EXERCISE DIRECTIONS: Copy each line below exactly as it appears. Pictures are to be omitted.

THE INPUT:
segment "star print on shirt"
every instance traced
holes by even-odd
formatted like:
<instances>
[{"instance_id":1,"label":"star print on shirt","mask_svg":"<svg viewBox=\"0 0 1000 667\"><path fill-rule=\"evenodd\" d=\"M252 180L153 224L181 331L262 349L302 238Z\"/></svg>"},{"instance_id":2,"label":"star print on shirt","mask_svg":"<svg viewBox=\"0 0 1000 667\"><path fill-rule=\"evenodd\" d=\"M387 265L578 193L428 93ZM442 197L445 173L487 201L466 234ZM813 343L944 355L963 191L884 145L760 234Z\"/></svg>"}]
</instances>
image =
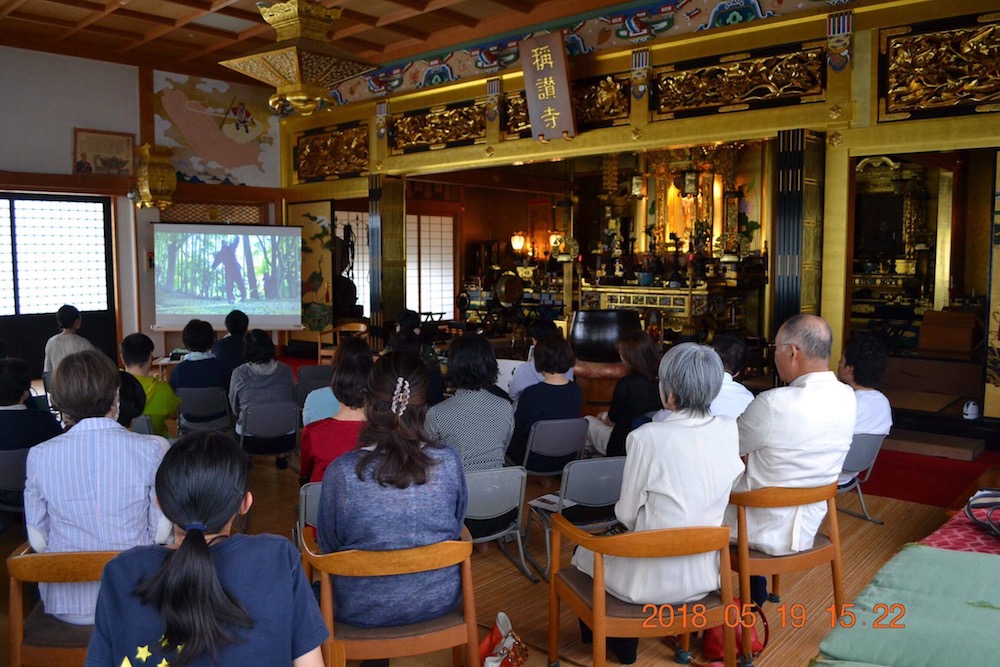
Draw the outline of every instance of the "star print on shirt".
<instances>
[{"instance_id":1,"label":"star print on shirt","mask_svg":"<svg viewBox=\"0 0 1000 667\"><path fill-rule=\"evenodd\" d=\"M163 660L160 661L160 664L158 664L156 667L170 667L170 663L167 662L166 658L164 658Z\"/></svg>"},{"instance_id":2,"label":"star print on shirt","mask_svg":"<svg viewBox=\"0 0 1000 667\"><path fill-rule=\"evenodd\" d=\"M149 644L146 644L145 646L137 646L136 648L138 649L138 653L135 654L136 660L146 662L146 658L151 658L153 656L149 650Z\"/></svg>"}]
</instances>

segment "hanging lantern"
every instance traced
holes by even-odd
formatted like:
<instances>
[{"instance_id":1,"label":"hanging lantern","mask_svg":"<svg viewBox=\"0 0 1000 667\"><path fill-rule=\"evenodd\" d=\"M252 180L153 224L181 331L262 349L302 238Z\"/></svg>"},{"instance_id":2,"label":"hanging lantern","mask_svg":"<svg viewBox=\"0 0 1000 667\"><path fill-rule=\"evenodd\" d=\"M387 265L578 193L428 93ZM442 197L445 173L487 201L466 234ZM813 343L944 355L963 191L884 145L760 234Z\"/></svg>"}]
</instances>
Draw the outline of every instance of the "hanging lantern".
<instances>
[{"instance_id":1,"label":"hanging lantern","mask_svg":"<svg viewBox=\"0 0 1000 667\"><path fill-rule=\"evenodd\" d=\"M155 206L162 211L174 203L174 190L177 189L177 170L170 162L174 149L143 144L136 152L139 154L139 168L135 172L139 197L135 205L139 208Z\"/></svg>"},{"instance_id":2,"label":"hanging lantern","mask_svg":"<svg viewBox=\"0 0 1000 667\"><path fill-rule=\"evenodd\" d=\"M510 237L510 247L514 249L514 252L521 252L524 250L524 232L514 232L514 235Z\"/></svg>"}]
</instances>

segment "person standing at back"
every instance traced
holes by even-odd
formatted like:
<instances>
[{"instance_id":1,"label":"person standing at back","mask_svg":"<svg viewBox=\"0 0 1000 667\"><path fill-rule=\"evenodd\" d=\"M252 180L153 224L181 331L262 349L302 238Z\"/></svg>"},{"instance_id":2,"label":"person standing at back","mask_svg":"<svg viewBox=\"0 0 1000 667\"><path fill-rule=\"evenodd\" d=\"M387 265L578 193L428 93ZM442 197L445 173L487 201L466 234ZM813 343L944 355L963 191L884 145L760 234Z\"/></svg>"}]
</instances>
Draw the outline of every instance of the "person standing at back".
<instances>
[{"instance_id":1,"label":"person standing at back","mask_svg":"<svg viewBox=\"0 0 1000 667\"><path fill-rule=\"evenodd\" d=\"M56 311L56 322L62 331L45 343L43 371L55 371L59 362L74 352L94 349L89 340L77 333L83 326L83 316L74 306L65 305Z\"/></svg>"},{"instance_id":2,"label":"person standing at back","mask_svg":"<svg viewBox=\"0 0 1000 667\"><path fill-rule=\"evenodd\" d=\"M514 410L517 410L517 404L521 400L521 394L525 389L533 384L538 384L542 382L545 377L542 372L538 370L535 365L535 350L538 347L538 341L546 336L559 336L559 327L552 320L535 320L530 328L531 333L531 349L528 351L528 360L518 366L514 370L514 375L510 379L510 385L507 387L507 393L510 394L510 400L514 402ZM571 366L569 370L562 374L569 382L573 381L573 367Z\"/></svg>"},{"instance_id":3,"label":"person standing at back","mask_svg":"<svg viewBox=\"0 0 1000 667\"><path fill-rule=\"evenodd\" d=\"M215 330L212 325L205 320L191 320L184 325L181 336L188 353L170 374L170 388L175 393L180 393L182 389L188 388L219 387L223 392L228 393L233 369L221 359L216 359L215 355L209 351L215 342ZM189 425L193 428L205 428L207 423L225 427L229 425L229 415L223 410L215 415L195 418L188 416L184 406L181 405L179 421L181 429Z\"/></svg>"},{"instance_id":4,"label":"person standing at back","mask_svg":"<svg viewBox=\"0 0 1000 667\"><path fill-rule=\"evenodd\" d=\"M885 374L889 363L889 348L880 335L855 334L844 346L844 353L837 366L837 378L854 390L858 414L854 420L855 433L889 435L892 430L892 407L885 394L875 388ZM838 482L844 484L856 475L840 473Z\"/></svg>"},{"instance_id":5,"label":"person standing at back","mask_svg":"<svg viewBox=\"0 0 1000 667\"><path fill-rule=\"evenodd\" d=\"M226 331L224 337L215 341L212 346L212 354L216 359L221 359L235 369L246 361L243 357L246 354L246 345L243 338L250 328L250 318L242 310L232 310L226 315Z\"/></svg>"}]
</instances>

FINISHED EXERCISE:
segment "star print on shirt"
every instance traced
holes by even-odd
formatted like:
<instances>
[{"instance_id":1,"label":"star print on shirt","mask_svg":"<svg viewBox=\"0 0 1000 667\"><path fill-rule=\"evenodd\" d=\"M252 180L153 224L181 331L262 349L302 238Z\"/></svg>"},{"instance_id":2,"label":"star print on shirt","mask_svg":"<svg viewBox=\"0 0 1000 667\"><path fill-rule=\"evenodd\" d=\"M387 265L578 193L428 93ZM442 197L445 173L487 201L466 234ZM813 343L944 355L963 191L884 145L760 234Z\"/></svg>"}]
</instances>
image =
Draw the outline of every instance of the "star print on shirt".
<instances>
[{"instance_id":1,"label":"star print on shirt","mask_svg":"<svg viewBox=\"0 0 1000 667\"><path fill-rule=\"evenodd\" d=\"M163 660L160 661L160 664L158 664L156 667L170 667L170 663L167 662L166 658L164 658Z\"/></svg>"},{"instance_id":2,"label":"star print on shirt","mask_svg":"<svg viewBox=\"0 0 1000 667\"><path fill-rule=\"evenodd\" d=\"M149 644L146 644L145 646L137 646L136 648L138 649L138 653L135 654L136 660L146 662L146 658L151 658L153 656L149 650Z\"/></svg>"}]
</instances>

segment "hanging lantern"
every instance traced
holes by even-odd
formatted like:
<instances>
[{"instance_id":1,"label":"hanging lantern","mask_svg":"<svg viewBox=\"0 0 1000 667\"><path fill-rule=\"evenodd\" d=\"M252 180L153 224L181 331L262 349L302 238Z\"/></svg>"},{"instance_id":2,"label":"hanging lantern","mask_svg":"<svg viewBox=\"0 0 1000 667\"><path fill-rule=\"evenodd\" d=\"M387 265L578 193L428 93ZM442 197L445 173L487 201L466 234ZM813 343L944 355L963 191L884 145L760 234Z\"/></svg>"}]
</instances>
Draw the outline of every instance of the "hanging lantern".
<instances>
[{"instance_id":1,"label":"hanging lantern","mask_svg":"<svg viewBox=\"0 0 1000 667\"><path fill-rule=\"evenodd\" d=\"M155 206L162 211L174 203L174 190L177 189L177 170L170 162L174 149L143 144L136 152L139 154L139 168L135 172L139 197L135 205L139 208Z\"/></svg>"},{"instance_id":2,"label":"hanging lantern","mask_svg":"<svg viewBox=\"0 0 1000 667\"><path fill-rule=\"evenodd\" d=\"M510 237L510 247L514 249L514 252L521 252L524 250L524 232L514 232L514 235Z\"/></svg>"}]
</instances>

segment "person standing at back"
every instance traced
holes by even-odd
formatted like:
<instances>
[{"instance_id":1,"label":"person standing at back","mask_svg":"<svg viewBox=\"0 0 1000 667\"><path fill-rule=\"evenodd\" d=\"M252 180L153 224L181 331L262 349L302 238Z\"/></svg>"},{"instance_id":2,"label":"person standing at back","mask_svg":"<svg viewBox=\"0 0 1000 667\"><path fill-rule=\"evenodd\" d=\"M387 265L578 193L428 93ZM442 197L445 173L487 201L466 234ZM813 343L944 355L963 191L884 145L760 234Z\"/></svg>"}]
</instances>
Draw the outline of every instance of the "person standing at back".
<instances>
[{"instance_id":1,"label":"person standing at back","mask_svg":"<svg viewBox=\"0 0 1000 667\"><path fill-rule=\"evenodd\" d=\"M56 311L56 322L62 331L45 343L43 371L55 371L59 362L74 352L94 349L89 340L77 333L83 326L83 316L74 306L65 305Z\"/></svg>"},{"instance_id":2,"label":"person standing at back","mask_svg":"<svg viewBox=\"0 0 1000 667\"><path fill-rule=\"evenodd\" d=\"M514 410L517 410L517 404L521 400L521 394L525 389L533 384L538 384L542 382L545 377L542 372L538 370L535 365L535 350L538 347L538 341L546 336L559 336L559 327L552 320L535 320L530 328L531 333L531 349L528 351L528 360L518 366L514 370L514 375L510 379L510 385L507 387L507 393L510 394L510 400L514 402ZM571 366L569 370L562 374L569 382L573 381L573 367Z\"/></svg>"},{"instance_id":3,"label":"person standing at back","mask_svg":"<svg viewBox=\"0 0 1000 667\"><path fill-rule=\"evenodd\" d=\"M215 330L212 325L205 320L191 320L184 325L181 336L188 353L170 374L170 388L175 393L180 393L182 389L188 388L219 387L223 392L228 393L233 369L221 359L216 359L215 355L209 351L215 342ZM189 425L193 428L205 428L207 423L225 427L229 425L229 415L223 410L215 415L195 418L188 416L184 406L181 405L179 421L181 429Z\"/></svg>"},{"instance_id":4,"label":"person standing at back","mask_svg":"<svg viewBox=\"0 0 1000 667\"><path fill-rule=\"evenodd\" d=\"M885 374L889 363L889 348L880 335L855 334L844 346L844 353L837 366L837 378L854 390L858 414L854 420L855 433L889 435L892 430L892 407L885 394L875 388ZM838 482L844 484L856 475L840 473Z\"/></svg>"},{"instance_id":5,"label":"person standing at back","mask_svg":"<svg viewBox=\"0 0 1000 667\"><path fill-rule=\"evenodd\" d=\"M226 331L224 337L215 341L212 346L212 354L216 359L221 359L235 369L246 361L243 357L246 354L246 345L243 338L250 328L250 318L242 310L232 310L226 315Z\"/></svg>"}]
</instances>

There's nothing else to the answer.